What you will do =
[1] In the hemodialysis methods passage, during what period did the studied patients receive hemodialysis treatment?
[2] Translate this sentence from the hemodialysis methods passage into Spanish: "Dialysis vintage was defined as the duration of time between the first day of dialysis treatment and the first day that the patient entered the cohort."
[3] Retype, without any change, the part of the hemodialysis methods passage that opens with the words containing "We extracted, refined, and" and closes with "between 12 and 60.".

Passage provided =

With the use of a large and contemporary cohort of maintenance hemodialysis patients from a single dialysis provider, we examined the hypothesis that a higher platelet count is associated with an increased risk of cardiovascular and all-cause mortality and that renal cachexia plays a role in this association.

SUBJECTS AND METHODS

Patients

We extracted, refined, and examined data from all individuals with ESRD who underwent hemodialysis treatment from July 2001 through June 2007 in 1 of 580 outpatient dialysis facilities of DaVita (DaVita Inc, before its acquisition of former Gambro dialysis facilities). The study was approved by all relevant Institutional Review Committees. Because of the large sample size, the anonymity of the patients studied, and the nonintrusive nature of the research, the study was exempt from the requirement of written consent. The first (baseline) studied quarter for each patient was the calendar quarter in which the patient's vintage was >90 d. We studied those hemodialysis patients whose platelet counts were measured, whose ages were between 16 and 99 y, who had started hemodialysis treatment in DaVita within the first 3 mo of therapy, and had a BMI (in kg/m2) between 12 and 60.

Clinical and demographic measures

The creation of the national DaVita maintenance hemodialysis patient cohort was described previously (1519). To minimize measurement variability, all repeated measures for each patient during any given calendar quarter, ie, over a 13-wk interval, were averaged, and the summary estimates were used in all models. Dialysis vintage was defined as the duration of time between the first day of dialysis treatment and the first day that the patient entered the cohort. The presence or absence of diabetes at baseline and race-ethnicity were obtained directly from the DaVita database. Histories of tobacco smoking and preexisting comorbid conditions were obtained by linking the DaVita database to the Medical Evidence Form 2728 of the US Renal Data System (20).

Cardiovascular death

The recorded causes of death were obtained from the US Renal Data System, and cardiovascular death was defined as death due to myocardial infarction, cardiac arrest, heart failure, cerebrovascular accident, and other cardiac causes.

Recorded information =

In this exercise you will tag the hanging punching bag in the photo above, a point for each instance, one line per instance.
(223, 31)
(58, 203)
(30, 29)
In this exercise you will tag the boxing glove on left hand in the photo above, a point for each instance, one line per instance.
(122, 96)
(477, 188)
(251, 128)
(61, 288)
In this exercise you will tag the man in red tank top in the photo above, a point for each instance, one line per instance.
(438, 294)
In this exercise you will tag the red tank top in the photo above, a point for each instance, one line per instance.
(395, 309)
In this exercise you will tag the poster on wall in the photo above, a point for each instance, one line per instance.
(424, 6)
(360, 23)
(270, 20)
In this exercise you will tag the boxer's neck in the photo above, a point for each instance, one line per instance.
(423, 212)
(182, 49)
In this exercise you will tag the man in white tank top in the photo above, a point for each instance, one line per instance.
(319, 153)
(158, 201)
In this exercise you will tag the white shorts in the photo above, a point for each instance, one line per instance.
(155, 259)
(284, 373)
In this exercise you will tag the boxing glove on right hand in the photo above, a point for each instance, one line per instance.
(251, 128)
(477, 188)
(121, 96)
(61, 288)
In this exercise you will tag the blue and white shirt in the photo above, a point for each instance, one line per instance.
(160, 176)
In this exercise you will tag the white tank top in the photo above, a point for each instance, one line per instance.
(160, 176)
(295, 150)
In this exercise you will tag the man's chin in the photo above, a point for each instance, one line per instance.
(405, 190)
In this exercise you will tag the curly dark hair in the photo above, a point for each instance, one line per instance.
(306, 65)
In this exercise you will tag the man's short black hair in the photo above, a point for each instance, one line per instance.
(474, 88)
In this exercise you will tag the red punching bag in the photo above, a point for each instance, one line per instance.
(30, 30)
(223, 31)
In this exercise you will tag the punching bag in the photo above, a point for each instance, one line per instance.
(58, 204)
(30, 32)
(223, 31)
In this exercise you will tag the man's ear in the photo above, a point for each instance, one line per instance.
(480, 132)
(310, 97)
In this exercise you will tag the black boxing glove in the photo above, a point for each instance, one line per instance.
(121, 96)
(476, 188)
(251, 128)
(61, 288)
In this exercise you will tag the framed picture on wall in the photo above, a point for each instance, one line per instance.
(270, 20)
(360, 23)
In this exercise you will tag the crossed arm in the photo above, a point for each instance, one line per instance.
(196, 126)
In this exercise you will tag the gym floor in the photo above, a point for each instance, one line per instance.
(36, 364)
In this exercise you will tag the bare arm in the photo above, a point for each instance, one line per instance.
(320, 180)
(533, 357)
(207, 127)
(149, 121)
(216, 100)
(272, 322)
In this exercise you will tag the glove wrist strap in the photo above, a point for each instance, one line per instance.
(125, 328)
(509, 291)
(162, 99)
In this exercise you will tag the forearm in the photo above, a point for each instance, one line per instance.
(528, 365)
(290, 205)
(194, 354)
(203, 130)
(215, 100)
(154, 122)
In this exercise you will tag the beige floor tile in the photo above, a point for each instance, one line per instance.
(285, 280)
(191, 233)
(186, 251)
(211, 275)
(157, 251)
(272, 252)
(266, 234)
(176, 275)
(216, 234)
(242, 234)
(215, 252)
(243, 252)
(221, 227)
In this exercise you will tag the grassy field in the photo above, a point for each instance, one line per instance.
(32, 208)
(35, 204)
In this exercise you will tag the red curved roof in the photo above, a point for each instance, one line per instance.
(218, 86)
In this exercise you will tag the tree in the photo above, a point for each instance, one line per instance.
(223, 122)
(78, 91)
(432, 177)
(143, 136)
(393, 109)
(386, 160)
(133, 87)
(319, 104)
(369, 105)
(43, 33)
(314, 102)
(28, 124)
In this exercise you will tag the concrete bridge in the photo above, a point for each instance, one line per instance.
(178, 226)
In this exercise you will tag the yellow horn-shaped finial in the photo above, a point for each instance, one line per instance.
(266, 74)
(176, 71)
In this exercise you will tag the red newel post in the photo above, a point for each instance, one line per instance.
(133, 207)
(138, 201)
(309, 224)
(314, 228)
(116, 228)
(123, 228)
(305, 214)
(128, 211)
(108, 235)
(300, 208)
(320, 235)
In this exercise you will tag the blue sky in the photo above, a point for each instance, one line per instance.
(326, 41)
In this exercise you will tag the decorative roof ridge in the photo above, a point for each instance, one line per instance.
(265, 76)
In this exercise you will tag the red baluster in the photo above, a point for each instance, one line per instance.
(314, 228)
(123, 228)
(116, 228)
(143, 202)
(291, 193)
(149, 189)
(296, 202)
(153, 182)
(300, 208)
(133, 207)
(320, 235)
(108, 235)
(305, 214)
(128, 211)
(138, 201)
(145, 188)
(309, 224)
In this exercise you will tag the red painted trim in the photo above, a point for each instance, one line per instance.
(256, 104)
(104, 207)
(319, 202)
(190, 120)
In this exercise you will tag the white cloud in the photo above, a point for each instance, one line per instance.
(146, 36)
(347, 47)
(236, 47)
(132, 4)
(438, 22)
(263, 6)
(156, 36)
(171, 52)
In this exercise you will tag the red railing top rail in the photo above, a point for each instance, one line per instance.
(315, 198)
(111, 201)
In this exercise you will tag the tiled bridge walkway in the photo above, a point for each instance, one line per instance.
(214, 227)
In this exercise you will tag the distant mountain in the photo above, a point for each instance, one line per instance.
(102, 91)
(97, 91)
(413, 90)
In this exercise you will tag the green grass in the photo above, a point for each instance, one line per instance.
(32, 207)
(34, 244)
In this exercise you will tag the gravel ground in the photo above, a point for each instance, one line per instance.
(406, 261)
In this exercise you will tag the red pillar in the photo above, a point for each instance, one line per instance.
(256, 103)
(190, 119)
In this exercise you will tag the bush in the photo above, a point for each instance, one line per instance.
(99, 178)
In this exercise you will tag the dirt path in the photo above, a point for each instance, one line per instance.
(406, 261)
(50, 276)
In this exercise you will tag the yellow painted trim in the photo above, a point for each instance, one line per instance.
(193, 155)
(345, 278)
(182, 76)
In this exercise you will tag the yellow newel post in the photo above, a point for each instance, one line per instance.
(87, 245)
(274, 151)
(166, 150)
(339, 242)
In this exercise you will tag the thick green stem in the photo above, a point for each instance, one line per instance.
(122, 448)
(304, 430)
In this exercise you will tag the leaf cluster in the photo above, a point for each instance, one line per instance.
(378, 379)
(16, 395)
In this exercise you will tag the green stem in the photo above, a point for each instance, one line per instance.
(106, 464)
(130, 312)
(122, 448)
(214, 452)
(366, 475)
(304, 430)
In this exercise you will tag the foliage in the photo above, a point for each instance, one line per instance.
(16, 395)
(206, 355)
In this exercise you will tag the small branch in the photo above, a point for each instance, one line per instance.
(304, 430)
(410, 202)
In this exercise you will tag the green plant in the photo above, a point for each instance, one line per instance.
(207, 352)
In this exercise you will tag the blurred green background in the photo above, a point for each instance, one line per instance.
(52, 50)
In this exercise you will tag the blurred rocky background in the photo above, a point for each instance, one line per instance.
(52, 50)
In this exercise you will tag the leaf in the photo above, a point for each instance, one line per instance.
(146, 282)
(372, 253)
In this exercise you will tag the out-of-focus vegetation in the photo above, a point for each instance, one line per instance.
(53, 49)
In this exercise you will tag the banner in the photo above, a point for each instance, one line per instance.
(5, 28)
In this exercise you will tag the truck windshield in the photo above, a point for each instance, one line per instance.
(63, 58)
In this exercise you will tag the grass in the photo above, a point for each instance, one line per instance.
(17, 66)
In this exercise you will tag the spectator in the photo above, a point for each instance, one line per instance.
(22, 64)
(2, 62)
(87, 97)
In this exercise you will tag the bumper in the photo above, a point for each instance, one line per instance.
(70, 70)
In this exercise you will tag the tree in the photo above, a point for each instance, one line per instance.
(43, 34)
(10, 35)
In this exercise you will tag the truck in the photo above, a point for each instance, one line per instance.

Results =
[1] From July 2001 through June 2007.

[2] La antigüedad en diálisis se definió como el tiempo transcurrido entre el primer día de tratamiento de diálisis y el primer día en que el paciente ingresó en la cohorte.

[3]
We extracted, refined, and examined data from all individuals with ESRD who underwent hemodialysis treatment from July 2001 through June 2007 in 1 of 580 outpatient dialysis facilities of DaVita (DaVita Inc, before its acquisition of former Gambro dialysis facilities). The study was approved by all relevant Institutional Review Committees. Because of the large sample size, the anonymity of the patients studied, and the nonintrusive nature of the research, the study was exempt from the requirement of written consent. The first (baseline) studied quarter for each patient was the calendar quarter in which the patient's vintage was >90 d. We studied those hemodialysis patients whose platelet counts were measured, whose ages were between 16 and 99 y, who had started hemodialysis treatment in DaVita within the first 3 mo of therapy, and had a BMI (in kg/m2) between 12 and 60.